Saved entries:
****

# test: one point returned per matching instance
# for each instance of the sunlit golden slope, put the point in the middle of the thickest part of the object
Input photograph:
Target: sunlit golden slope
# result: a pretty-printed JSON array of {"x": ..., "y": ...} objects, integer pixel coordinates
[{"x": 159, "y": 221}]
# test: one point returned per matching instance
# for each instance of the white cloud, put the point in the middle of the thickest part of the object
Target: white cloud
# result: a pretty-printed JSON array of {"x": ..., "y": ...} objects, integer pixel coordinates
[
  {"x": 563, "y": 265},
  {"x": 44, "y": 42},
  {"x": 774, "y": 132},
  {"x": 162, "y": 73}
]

****

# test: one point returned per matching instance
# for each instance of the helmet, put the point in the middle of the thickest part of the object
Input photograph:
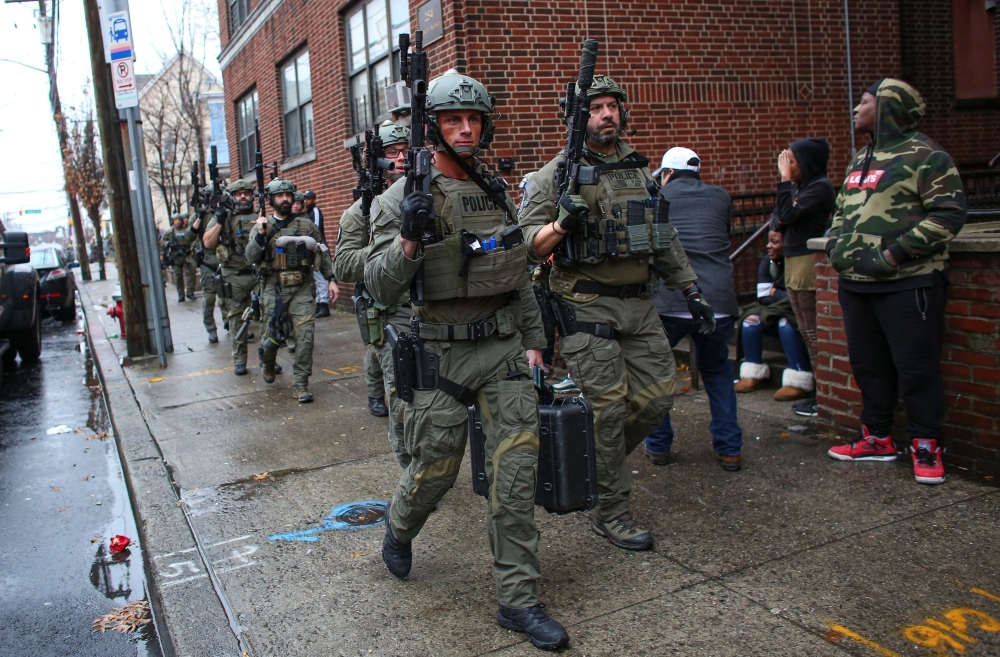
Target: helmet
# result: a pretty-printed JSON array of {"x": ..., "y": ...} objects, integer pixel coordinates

****

• [Exercise details]
Locate every line in the listing above that contains the word "helmet", and copy each such line in full.

• [Output for this exercise]
# for each instance of the helmet, put the point in the middle of the thickest part of the object
Target: helmet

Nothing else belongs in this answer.